QUOTED PASSAGE:

|Proportions of children with different scores on phonics screen in 2012 and 2013. Dotted lines show interpolated values.|
Saturday 5 October 2013
Good and bad news on the phonics screen
Teaching children to read is a remarkably fraught topic. Last year the UK Government introduced a screening check to assess children’s ability to use phonics – i.e., to decode letters into sounds. Judging from the reaction in some quarters they might as well have announced they were going to teach 6-year-olds calculus. The test, we were told, would confuse and upset children and not tell teachers anything they did not already know. Some people implied that there was an agenda to teach children to read solely using meaningless materials. This, of course, is not the case. Nonwords are used in assessment precisely because you need to find out if the child has the skills to attack an unfamiliar word by working out the sounds. Phonics has been ignored or rejected for many years by those who assumed that if you taught phonics the child would be doomed to an educational approach that involved boring drills in meaningless materials. This is not the case: for instance, Kevin Wheldall argues that children need to combine teaching of phonics with training in vocabulary and comprehension, and storybook reading with real texts should be a key component of reading instruction.
There is evidence for the effectiveness of phonics training from controlled trials, and I therefore regard it as a positive move that the government has endorsed the use of phonics in schools. However, they continue to meet resistance from many teachers, for a whole range of reasons. Some just don’t like phonics. Some don’t like testing children, especially when the outcome is a pass/fail classification. Many fear that the government will use results of a screening test to create league tables of schools, or to identify bad teachers. Others question the whole point of screening: This recent piece from the BBC website quotes Christine Blower, the head of the National Union of Teachers, as saying: "Children develop at different levels, the slow reader at five can easily be the good reader by the age of 11.” To anyone familiar with the literature on predictors of children’s reading, this shows startling levels of complacency and ignorance. We have known for years that you can predict with good accuracy which children are likely to be poor readers at 11 years from their reading ability at 6 (Butler et al, 1985).

DIRECTIVES:
A - In the post on the phonics screen, who is quoted as head of the National Union of Teachers?
B - Continue the post on the phonics screen, starting right after its last sentence.

DATA SHOWN:
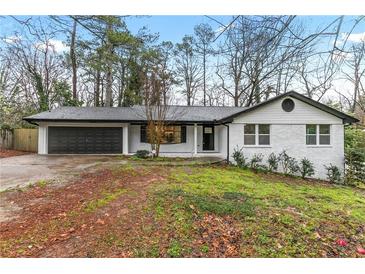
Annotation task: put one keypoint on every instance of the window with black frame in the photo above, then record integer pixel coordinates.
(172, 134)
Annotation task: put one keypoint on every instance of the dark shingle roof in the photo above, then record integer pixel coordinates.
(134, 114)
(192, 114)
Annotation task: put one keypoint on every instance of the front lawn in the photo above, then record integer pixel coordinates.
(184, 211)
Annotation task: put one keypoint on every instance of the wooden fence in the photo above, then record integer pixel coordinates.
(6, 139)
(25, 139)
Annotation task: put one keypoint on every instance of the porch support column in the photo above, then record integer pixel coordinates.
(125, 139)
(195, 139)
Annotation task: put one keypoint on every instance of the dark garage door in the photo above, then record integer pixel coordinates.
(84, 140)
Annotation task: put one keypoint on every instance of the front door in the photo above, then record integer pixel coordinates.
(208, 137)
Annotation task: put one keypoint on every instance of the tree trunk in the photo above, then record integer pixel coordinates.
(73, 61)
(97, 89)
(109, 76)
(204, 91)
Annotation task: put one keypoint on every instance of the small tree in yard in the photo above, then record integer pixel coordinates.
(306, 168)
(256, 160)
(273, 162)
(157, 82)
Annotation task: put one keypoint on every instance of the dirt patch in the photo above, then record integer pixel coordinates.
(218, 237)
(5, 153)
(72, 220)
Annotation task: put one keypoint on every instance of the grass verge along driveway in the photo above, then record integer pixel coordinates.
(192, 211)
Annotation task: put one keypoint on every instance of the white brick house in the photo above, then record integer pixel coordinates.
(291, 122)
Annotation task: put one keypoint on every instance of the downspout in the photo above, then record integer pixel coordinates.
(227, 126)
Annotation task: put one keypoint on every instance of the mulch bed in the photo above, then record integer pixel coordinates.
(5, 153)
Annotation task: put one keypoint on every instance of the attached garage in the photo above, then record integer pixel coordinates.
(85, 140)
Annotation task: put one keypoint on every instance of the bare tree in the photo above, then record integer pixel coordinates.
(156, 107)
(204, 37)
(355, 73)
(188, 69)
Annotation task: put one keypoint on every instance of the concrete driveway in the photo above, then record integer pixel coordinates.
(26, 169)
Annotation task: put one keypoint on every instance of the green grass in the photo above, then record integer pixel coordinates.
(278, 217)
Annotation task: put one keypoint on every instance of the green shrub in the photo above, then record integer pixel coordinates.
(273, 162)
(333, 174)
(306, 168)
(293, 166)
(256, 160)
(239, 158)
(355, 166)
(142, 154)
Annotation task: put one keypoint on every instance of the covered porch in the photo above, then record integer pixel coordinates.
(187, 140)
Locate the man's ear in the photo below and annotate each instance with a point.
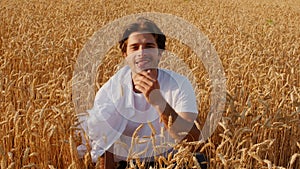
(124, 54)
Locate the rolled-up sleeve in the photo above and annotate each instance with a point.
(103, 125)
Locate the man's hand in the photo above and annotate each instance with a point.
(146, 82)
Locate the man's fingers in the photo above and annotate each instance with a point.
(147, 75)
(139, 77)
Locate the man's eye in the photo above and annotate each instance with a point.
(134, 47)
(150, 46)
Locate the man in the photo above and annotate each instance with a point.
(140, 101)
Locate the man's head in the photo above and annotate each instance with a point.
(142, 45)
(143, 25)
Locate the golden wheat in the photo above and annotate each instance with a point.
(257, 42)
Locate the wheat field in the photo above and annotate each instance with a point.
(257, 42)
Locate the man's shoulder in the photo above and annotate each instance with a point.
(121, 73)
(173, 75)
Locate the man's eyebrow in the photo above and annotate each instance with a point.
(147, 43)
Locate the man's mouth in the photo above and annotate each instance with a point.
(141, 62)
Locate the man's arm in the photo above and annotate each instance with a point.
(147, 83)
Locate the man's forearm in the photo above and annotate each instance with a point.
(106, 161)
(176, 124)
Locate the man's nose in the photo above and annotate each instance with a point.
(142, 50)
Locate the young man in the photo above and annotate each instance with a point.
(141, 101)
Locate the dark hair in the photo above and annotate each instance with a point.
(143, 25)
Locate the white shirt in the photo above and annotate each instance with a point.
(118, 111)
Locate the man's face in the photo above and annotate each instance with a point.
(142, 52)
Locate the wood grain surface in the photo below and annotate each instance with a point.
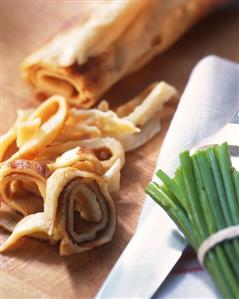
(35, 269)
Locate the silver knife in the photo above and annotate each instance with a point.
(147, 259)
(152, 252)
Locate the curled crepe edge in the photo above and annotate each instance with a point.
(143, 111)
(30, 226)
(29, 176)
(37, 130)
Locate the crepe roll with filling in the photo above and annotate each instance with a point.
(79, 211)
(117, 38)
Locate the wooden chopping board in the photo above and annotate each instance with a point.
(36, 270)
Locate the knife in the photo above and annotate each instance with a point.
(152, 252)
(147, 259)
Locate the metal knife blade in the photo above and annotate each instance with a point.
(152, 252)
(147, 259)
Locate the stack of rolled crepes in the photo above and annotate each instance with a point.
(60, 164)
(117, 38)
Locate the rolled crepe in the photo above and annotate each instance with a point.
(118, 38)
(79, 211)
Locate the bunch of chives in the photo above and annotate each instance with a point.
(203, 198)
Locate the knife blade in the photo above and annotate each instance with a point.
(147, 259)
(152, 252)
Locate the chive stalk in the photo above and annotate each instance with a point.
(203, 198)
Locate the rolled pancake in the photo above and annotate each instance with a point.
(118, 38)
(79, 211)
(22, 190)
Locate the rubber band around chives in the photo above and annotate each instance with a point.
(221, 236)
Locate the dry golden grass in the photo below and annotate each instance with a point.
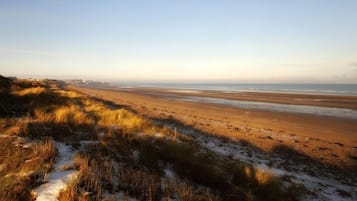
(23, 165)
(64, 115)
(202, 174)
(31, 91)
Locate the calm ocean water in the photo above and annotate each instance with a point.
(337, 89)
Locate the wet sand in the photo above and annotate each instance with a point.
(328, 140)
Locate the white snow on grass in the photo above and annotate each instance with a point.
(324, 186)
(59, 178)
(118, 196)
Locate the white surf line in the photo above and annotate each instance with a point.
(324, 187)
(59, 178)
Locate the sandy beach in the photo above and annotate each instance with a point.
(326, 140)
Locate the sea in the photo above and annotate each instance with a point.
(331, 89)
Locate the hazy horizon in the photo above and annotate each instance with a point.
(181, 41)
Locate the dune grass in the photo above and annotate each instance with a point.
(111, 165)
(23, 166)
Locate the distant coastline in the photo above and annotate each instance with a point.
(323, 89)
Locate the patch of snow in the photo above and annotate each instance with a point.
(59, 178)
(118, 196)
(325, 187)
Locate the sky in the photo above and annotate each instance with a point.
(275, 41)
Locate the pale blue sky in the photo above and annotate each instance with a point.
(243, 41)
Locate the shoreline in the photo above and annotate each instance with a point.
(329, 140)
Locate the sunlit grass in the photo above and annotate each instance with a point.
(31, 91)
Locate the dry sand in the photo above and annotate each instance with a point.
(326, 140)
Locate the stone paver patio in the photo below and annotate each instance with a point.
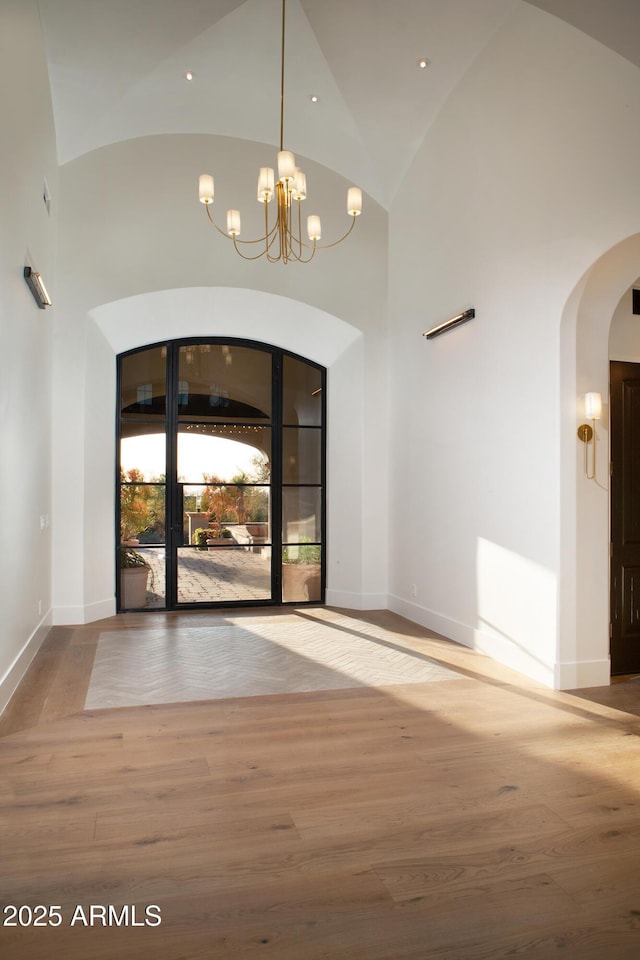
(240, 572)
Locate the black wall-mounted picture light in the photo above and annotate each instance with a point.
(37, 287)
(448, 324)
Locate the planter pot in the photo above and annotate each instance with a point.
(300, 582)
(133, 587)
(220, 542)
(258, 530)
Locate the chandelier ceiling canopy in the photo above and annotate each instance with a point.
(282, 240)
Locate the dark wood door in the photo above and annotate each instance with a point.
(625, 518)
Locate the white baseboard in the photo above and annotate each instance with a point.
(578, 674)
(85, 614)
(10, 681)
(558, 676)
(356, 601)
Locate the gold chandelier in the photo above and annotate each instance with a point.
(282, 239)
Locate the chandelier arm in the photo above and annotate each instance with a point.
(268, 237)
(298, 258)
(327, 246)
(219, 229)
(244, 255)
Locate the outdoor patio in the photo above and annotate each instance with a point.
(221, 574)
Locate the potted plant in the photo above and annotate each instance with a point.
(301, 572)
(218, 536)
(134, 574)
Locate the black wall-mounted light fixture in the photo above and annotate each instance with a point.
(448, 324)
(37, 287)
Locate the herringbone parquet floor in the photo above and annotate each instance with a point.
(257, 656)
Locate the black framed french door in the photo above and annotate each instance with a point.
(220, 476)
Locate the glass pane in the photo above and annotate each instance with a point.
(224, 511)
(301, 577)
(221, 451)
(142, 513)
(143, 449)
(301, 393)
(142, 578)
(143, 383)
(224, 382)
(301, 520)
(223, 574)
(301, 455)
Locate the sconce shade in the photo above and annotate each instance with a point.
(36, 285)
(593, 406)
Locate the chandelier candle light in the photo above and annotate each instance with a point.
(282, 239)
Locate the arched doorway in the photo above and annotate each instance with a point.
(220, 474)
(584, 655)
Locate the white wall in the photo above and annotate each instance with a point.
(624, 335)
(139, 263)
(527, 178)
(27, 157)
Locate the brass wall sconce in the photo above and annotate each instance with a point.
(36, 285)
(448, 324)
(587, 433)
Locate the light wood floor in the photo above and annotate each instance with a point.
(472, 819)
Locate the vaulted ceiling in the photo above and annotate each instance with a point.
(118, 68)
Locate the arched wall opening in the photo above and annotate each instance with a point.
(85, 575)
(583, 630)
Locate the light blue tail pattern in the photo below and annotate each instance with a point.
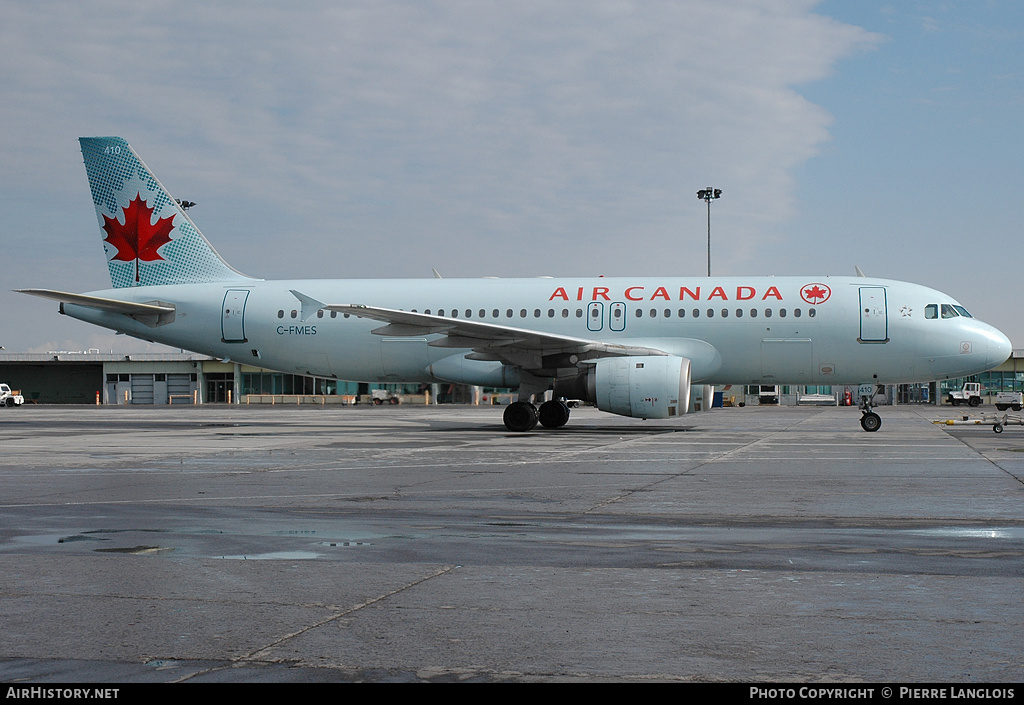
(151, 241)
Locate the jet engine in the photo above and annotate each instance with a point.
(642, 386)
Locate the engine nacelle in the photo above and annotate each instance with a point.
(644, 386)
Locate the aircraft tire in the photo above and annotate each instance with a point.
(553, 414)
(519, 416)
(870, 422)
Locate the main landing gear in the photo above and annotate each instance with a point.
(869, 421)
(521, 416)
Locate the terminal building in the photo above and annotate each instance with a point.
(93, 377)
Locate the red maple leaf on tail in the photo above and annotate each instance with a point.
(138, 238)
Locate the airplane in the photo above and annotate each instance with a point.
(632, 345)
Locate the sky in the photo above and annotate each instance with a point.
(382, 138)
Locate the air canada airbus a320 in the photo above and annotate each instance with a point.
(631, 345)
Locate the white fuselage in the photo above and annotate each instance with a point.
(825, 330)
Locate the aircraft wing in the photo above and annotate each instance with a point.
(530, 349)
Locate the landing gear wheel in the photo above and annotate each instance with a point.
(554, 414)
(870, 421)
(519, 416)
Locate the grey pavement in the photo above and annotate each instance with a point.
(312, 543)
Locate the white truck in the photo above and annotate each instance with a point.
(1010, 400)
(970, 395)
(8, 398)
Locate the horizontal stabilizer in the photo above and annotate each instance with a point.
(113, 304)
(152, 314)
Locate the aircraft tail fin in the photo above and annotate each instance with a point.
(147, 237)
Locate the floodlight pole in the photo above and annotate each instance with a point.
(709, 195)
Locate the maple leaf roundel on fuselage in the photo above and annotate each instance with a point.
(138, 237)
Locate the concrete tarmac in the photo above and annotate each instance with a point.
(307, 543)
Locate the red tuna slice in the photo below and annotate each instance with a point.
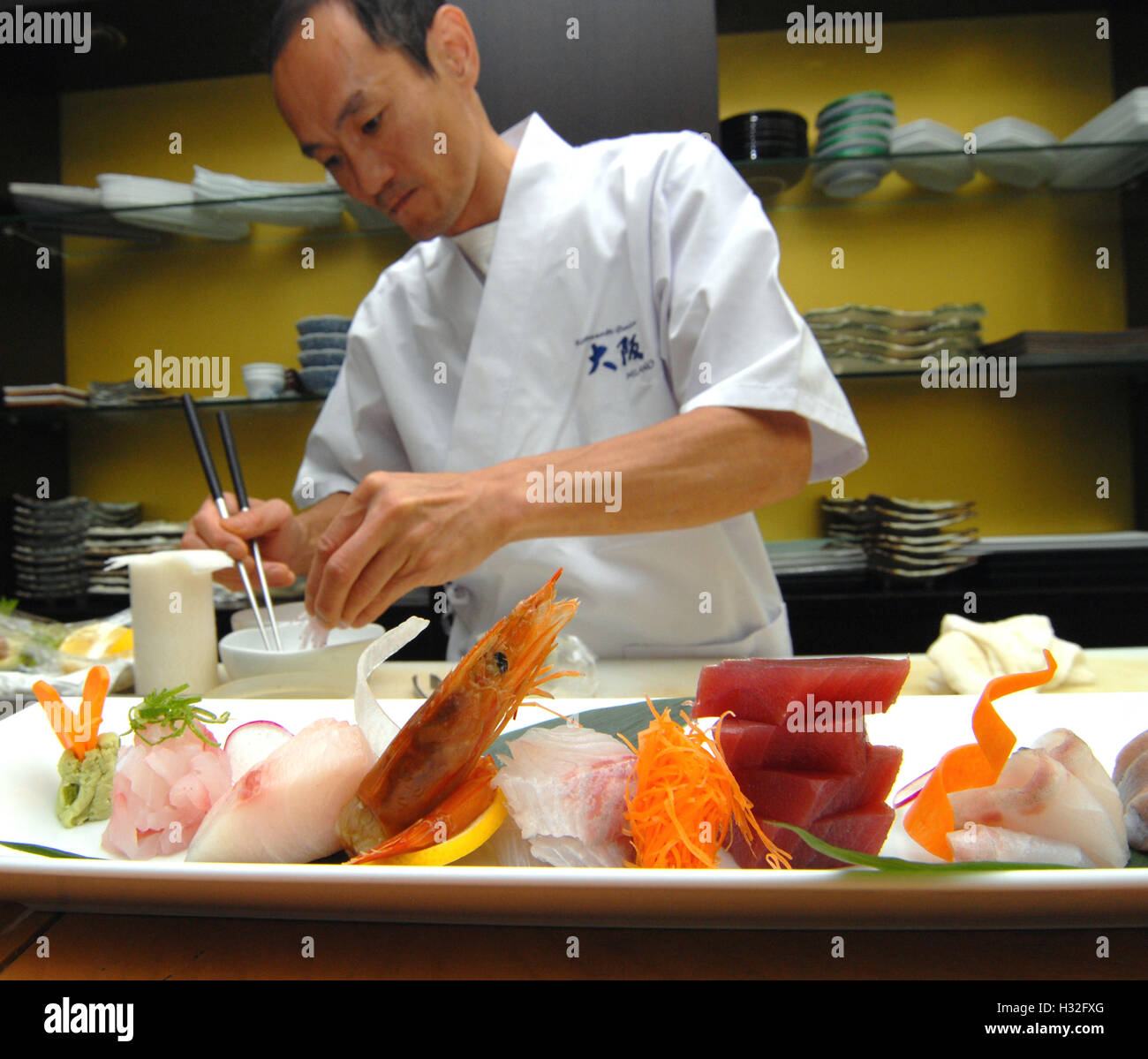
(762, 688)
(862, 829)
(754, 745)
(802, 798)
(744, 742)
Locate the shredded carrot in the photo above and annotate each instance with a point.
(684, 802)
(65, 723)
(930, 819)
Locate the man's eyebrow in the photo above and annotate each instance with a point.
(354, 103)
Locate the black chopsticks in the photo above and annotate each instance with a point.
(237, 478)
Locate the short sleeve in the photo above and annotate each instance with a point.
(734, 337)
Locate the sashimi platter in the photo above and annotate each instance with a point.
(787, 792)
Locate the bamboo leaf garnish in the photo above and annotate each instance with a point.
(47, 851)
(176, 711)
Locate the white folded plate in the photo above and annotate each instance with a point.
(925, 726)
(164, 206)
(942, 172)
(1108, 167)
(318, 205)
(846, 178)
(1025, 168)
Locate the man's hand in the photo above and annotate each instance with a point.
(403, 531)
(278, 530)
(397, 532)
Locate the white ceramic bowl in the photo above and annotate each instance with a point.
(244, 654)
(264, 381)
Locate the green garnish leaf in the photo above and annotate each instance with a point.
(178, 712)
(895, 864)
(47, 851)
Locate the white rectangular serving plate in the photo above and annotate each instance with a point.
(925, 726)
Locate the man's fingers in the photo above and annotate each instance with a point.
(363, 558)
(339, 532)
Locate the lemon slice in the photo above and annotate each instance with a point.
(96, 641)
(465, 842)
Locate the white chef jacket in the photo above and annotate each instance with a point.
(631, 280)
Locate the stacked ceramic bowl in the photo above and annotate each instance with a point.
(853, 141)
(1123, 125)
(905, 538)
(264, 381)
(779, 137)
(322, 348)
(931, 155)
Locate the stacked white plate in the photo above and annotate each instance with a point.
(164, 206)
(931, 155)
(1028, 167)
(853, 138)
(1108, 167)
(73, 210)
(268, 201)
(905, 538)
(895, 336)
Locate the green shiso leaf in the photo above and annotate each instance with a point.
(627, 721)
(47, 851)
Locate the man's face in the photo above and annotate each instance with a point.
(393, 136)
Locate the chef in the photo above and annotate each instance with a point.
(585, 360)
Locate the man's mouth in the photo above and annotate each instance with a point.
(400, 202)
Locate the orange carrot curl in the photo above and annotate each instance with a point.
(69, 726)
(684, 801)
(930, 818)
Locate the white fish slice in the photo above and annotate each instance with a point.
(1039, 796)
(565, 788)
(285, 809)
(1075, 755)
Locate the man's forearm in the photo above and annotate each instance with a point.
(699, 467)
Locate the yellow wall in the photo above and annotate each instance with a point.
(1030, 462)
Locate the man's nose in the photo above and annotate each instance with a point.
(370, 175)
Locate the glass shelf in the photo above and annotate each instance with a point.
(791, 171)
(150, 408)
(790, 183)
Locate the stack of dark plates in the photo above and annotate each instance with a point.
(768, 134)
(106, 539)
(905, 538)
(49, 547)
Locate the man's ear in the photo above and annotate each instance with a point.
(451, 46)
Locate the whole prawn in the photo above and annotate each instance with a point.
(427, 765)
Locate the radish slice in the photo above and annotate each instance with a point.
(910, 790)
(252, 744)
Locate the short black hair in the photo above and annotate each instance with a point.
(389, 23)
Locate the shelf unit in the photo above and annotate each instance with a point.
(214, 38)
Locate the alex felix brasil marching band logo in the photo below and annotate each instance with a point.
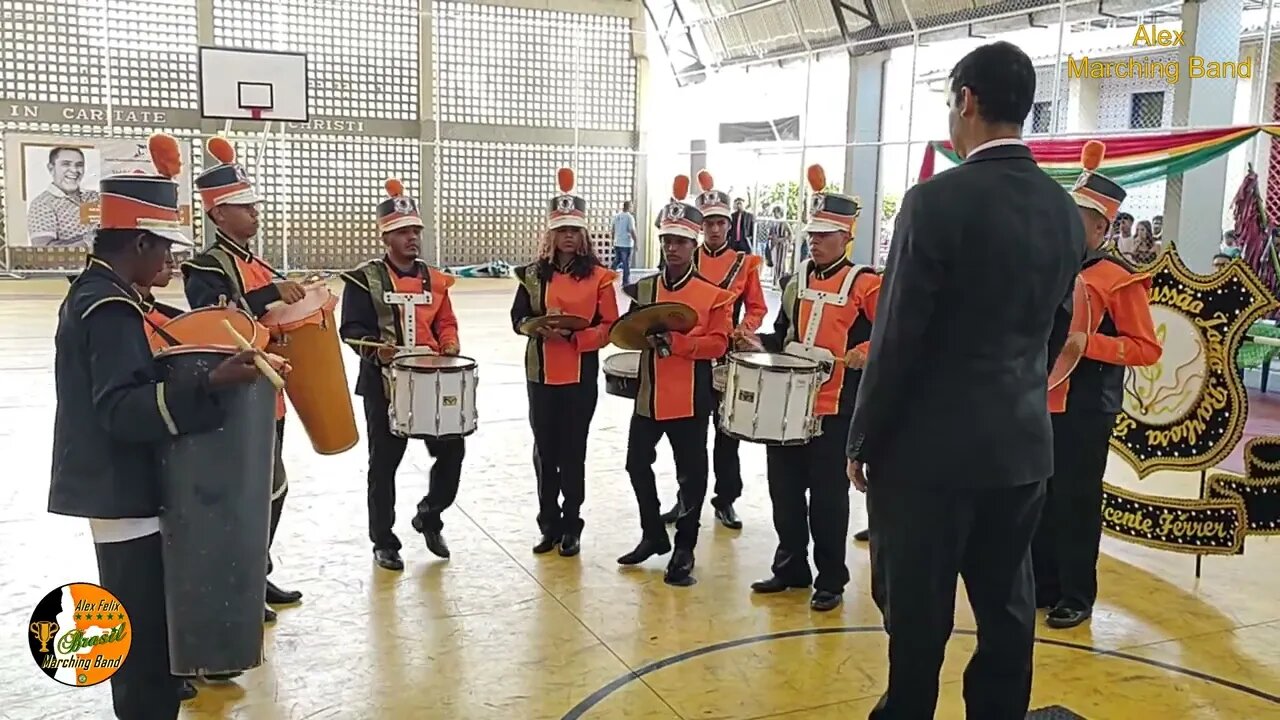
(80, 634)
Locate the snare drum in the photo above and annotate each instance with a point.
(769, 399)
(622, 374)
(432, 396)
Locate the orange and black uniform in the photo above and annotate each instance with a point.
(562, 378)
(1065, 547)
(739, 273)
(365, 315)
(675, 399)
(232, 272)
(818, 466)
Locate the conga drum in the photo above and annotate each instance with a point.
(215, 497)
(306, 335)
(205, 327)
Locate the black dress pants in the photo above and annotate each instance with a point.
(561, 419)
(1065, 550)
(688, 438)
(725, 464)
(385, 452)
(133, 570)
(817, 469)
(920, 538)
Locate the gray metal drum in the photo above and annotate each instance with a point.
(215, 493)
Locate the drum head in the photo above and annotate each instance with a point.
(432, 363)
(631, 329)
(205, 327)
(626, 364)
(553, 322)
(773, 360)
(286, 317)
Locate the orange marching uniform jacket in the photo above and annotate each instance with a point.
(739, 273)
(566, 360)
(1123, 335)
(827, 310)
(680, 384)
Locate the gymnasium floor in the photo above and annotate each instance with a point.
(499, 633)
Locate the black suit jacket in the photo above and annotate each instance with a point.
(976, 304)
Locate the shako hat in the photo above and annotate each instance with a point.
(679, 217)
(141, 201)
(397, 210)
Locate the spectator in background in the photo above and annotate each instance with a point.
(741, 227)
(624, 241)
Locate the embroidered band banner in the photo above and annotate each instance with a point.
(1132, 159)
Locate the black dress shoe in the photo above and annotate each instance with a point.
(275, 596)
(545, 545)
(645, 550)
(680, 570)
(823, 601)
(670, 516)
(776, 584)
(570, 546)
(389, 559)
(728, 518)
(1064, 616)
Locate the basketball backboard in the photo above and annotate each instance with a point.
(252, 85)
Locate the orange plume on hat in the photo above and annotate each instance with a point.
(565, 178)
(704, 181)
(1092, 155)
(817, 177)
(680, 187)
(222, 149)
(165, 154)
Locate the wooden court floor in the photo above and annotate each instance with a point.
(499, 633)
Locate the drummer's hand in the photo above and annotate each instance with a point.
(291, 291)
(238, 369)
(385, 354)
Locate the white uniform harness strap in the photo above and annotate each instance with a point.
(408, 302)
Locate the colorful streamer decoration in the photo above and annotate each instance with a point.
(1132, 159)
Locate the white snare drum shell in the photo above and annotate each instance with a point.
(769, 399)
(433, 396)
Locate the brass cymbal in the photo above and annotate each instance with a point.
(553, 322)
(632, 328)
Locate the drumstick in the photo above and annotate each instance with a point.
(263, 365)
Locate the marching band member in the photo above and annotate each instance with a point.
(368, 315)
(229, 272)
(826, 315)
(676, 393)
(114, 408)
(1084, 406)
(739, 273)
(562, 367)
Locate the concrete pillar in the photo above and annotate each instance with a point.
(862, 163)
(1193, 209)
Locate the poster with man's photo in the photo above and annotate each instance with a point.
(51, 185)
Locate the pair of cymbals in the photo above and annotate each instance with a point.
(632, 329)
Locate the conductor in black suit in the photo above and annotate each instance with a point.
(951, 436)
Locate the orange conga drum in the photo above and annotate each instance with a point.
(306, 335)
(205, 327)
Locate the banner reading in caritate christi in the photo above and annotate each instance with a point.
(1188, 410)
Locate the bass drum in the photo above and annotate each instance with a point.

ANSWER LIST:
A - Christine Blower.

B -
When the results from last year's phonics screen came out I blogged about them, because they looked disturbingly dodgy, with a spike in the frequency distribution at the pass mark of 32. On Twitter, @SusanGodsland has pointed me to a report on the 2012 data where this spike was discussed. This noted that the spike in the distribution was not seen in a pilot study where the pass mark had not been known in advance. The spike was played down in this report, and attributed to “teachers accounting for potential misclassification in the check results, and using their teacher judgment to determine if children are indeed working at the expected standard.” It was further argued that the impact of the spike was small, and would lead to only around 4% misclassification.
However, a more detailed research report on the results was rather less mealy-mouthed about the spike and noted “the national distribution of scores suggests that pupils on the borderline may have been marked up to meet the expected standard.” The authors of that report did the best they could with the data and carried out two analyses to try to correct for the spike. In the first, they deleted points in the distribution where the linear pattern of increase in scores was disrupted, and instead interpolated the line. They concluded that this gave 54% rather than 58% of children passing the screen. The second approach, which they described as more statistically robust, was to take all the factors that they had measured that predicted scores on the phonics screen, ignoring cases with scores close to the spike, and then use these to predict the percentage passing the screen in the whole population. When this method was used, only 46% of children were estimated to have passed the screen when the spike was corrected for.
Well, this year’s results have just been published. The good news is that there is an impressive increase in percentage of children passing from 2012 to 2013, up from 58% to 69%. This suggests that the emphasis on phonics is encouraging teachers to teach children about how letters and sounds go together.
But any positive reaction to this news is tinged with a sense of disappointment that once again we have a most peculiar distribution with a spike at the pass mark.
I applied the same correction as had been used for the 2012 data, i.e. interpolating the curve over the dodgy area. This suggested that the proportion of cases passing the screen was overestimated by about 6% for both 2012 and 2013. (The precise figure will depend on the exact way the interpolation is done).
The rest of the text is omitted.